Je prête mes colonnes à mon ami Simon Jolles pour parler de la mort du caporal Alexandre Van Dooren, jeune père de famille, mort pour la France dans les batailles du Mali et de la mort le même jour, par suicide apparemment, de Maitre Olivier Metzner, bien plus médiatisée. Une dichontomie de traitement qui révèle des fractures de classes.
L’actualité a fait se télescoper ce dimanche deux informations morbides. La différence de réaction face à celle-ci ne devrait pas manquer de nous interpeler.
La sociologie des médias regorge déjà d’études montrant l’influence de l’origine sociale de nombre de journalistes sur le traitement de l’information. L’exemple des victimes du Tsunami est bien connu : les dégâts et les victimes de la catastrophe au Sri Lanka ont été beaucoup moins médiatisés par les médias que la situation en Thaïlande, pays plus touristique. Ce phénomène n’a rien de spécifique au journalisme, il démontre simplement un angle de classe.
Le prisme déformant de l’information de classe
L’empathie joue le plus envers ceux dont celui qui rapporte l’information se sent le plus proche, et ce prisme déforme la perception générale de l’information. Une mauvaise langue pourrait estimer qu’on n’est pas très loin de Le Pen déclarant « je préfère les filles à mes nièces, mes nièces à mes cousines, mes cousines à mes voisines mes voisines à des inconnus et des inconnus à mes ennemis », le traitement de l’information étant ici biaisé et parfaitement subjectif.
Ce dimanche, donc, nous étions informés du décès tragique de deux personnes : un caporal de l’armée française, mort pour la France lors de l’opération militaire au Mali, et un ténor du barreau de Paris. Le Monde nous apprend que cet avocat s’était spécialisé dans les affaires financières, traquant sans relâche les vices de procédures. Les hommages se sont succédés, bien plus marqués pour le second que pour le premier.
Je n’entends pas cracher sur l’avocat ni l’homme. Le rappel du principe selon lequel chacun doit avoir le droit à une défense librement choisie ne peut souffrir aucune exception.
Le grand avocat et le petit soldat
Je me rappelle avoir entendu parler de lui pour la première fois dans le documentaire de Denis Robert « Journal Intime des Affaires en Cours », dans lequel il prenait position contre l’appel de Genève, initiative de magistrat demandant une meilleure coopération européenne dans la lutte contre la criminalité en col blanc. Il dénonçait alors le risque d’un gouvernement des juges.

▶ [DONNÉES À TRAITER]
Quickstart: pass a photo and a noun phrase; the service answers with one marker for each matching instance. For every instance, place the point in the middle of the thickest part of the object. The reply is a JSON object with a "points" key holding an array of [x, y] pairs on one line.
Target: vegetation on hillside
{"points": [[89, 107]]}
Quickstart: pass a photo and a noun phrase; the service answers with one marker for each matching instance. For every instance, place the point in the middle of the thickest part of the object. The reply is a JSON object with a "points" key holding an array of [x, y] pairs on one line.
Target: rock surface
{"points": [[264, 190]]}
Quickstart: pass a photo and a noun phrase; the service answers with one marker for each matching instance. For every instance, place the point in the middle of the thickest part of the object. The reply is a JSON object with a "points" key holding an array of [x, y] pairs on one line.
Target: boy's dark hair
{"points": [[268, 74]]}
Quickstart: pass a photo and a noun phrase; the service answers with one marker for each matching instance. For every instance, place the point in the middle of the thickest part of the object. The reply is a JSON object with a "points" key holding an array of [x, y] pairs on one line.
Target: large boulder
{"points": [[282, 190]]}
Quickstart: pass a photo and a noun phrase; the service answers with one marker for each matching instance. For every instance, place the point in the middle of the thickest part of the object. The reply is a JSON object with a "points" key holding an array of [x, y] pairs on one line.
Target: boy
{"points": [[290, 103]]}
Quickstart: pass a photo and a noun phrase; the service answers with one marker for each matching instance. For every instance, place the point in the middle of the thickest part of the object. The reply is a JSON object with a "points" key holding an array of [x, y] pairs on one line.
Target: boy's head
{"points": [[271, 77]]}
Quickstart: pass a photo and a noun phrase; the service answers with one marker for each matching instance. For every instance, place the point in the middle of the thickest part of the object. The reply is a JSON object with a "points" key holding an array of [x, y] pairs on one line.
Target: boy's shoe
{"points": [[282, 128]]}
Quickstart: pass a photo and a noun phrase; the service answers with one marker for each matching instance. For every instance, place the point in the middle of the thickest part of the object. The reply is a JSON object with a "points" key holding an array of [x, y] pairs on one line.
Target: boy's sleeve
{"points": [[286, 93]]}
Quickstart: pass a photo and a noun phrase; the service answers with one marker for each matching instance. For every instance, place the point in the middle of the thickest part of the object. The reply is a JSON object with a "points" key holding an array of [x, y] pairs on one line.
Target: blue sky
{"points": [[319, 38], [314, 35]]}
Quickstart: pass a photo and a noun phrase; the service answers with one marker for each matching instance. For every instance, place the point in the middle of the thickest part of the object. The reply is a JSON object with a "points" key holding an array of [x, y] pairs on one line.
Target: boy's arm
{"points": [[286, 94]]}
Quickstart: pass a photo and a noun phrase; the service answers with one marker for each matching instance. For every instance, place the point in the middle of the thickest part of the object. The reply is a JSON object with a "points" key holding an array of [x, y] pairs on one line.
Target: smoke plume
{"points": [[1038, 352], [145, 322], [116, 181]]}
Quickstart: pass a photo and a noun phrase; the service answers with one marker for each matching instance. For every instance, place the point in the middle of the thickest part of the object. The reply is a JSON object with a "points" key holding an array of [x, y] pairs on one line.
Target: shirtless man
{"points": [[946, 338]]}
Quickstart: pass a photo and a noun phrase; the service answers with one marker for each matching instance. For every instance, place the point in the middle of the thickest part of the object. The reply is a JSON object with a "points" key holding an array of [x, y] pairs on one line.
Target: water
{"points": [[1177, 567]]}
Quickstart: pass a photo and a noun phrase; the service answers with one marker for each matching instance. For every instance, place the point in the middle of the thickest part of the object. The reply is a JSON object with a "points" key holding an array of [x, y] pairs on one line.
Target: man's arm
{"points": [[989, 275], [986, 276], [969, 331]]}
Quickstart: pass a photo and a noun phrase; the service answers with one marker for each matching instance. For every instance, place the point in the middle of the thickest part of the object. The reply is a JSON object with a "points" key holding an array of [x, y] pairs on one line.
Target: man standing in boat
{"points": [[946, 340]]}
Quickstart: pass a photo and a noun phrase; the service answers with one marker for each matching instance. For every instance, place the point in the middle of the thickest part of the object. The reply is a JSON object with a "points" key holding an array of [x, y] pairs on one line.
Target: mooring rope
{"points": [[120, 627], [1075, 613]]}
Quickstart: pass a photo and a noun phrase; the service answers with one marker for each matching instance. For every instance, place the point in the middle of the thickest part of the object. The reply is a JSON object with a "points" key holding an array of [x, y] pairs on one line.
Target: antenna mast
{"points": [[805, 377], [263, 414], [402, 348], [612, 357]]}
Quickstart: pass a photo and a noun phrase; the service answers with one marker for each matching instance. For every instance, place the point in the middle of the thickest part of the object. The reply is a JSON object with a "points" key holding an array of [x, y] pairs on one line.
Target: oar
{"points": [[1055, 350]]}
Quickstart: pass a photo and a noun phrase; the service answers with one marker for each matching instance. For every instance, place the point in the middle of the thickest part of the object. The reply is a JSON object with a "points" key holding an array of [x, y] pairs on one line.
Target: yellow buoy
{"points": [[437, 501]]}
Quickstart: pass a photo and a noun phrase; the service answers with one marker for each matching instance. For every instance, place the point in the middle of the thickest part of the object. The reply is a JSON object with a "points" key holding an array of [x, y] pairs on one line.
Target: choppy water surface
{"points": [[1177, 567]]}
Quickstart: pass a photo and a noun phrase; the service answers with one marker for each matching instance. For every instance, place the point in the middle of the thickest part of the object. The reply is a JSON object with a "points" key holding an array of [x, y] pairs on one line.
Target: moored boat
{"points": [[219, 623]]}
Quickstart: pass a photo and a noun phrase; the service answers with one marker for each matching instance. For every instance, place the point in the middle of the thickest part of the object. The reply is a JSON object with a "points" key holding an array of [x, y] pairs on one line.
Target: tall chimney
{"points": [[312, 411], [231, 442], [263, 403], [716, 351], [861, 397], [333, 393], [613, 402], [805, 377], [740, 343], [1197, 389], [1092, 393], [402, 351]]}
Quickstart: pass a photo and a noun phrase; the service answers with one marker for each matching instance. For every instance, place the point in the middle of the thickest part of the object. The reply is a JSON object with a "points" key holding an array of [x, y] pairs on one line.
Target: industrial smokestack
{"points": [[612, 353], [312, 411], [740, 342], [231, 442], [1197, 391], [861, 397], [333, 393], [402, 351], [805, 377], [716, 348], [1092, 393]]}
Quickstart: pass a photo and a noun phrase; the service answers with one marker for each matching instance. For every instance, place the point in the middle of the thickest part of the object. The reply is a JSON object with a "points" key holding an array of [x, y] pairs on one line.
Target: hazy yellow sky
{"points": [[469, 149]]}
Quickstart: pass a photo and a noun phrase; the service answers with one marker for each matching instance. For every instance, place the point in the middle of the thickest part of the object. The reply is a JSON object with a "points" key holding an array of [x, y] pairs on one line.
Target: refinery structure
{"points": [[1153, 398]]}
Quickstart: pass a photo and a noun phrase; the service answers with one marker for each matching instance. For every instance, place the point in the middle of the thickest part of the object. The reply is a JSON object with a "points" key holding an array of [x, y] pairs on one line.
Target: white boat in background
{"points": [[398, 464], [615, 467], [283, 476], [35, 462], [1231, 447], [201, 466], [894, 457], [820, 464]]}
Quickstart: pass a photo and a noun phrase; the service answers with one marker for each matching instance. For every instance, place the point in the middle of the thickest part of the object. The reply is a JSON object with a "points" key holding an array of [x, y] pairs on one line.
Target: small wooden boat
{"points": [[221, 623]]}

▶ [EXERCICES]
1: D'après l'article, expliquez en une à trois phrases comment se forme le « prisme déformant de l'information de classe ».
2: Extrayez toutes les lignes des enregistrements qui contiennent la chaîne « yellow », en tenant compte de la casse.
Les enregistrements n'ont aucun lien avec l'article.

▶ [RÉPONSES]
1: L'empathie de celui qui rapporte l'information se porte surtout vers les personnes dont il se sent le plus proche. Ce prisme déforme ensuite la perception générale de l'information, dont le traitement devient biaisé et subjectif.

2:
Target: yellow buoy
Target: hazy yellow sky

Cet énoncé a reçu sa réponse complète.